Reading passage:
○ ○ ○

# When Will You Take Down Christmas Decorations?



## Chet (Dec 26, 2021)

I already did on this day the 26th. There was only a lit wreath in the window and a wreath on the door. It's over. Time to think spring.


----------



## Pinky (Dec 26, 2021)

We did not put up our little tree this year. A few weeks ago, when daughter was over, she found the mini crocheted wreaths I made eons ago - and hung them on 4 door-knobs. We used to go all out with decorations, but don't anymore.


----------



## RadishRose (Dec 26, 2021)

Except for the wreath outside there's nothing else to take down.
I'll leave it until New Year's Day.


----------



## hollydolly (Dec 26, 2021)

I didn't put the tree up this year, or the lights around the windows . I  have a wreath on the front door.. a mantelpiece with some lighted ornaments.. lit candles  and flameless candelabra ....and several Items around the hearth . I could remove the whole lot in 10 minutes or less.. and usually I'd leave it up until New year but this year I have no more visitors coming so I'll probably take them down in the next day or so


----------



## Jules (Dec 26, 2021)

It’ll all come down on January 2nd.  Not that there’s much.  There’s always one little decoration that hides and I have to open the storage box to tuck it away.  I don’t put things out until mid December so I’m not so sick of them.  I like the lights in the window displays on cold winter nights.


----------



## katlupe (Dec 26, 2021)

I only had my littler ceramic tree in the window to take down and Christmas cards that were on the back of my door (with magnets). Took it all down just a few minutes ago. I leave the silver foil Christmas tree on the curio cabinet up there all year. Then if it is dreary outside and too dark in here, I turn on the fairy lights. So that is not going anywhere. 

I will take down the snowman outside my door the next time I go to my storage locker because that is where he lives the rest of the year.


----------



## SeaBreeze (Dec 26, 2021)

We just have a little ceramic Christmas tree that we plug in for the holiday.  It will be put away on New Years day or eve.


----------



## timoc (Dec 26, 2021)

When Will You Take Down Christmas Decorations?​*I have no idea whatsoever*, I gave mine to a charity shop 5 years ago, so I don't know when or if the new owner put them up, you really do ask some very hard questions.


----------



## Geezer Garage (Dec 26, 2021)

○ ○ ○

Source excerpt:
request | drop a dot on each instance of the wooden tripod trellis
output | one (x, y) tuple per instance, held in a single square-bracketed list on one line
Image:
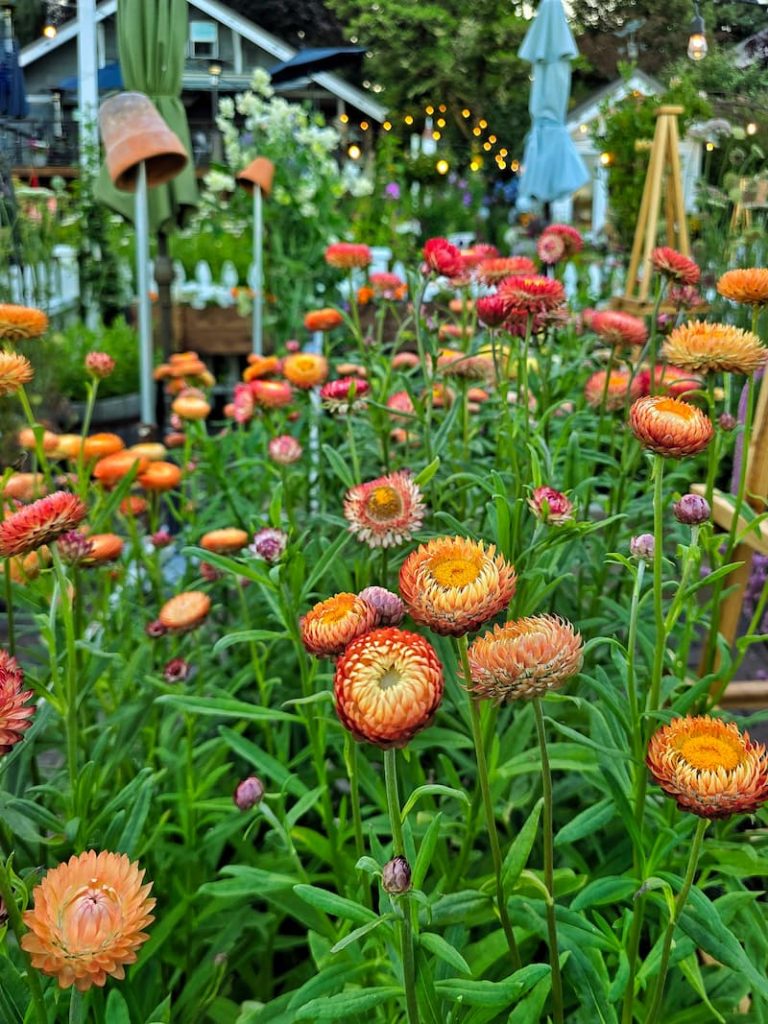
[(664, 181)]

○ ○ ○

What is expected:
Answer these questions from the thread on Christmas decorations:
1. On what date does Jules say everything will come down?
2. What did Pinky's daughter hang on four door-knobs?
3. Where does katlupe's snowman stay for the rest of the year?
The data come from a separate source and have no connection to the thread on Christmas decorations.

Response to this task:
1. January 2nd.
2. The mini crocheted wreaths Pinky made long ago.
3. In katlupe's storage locker.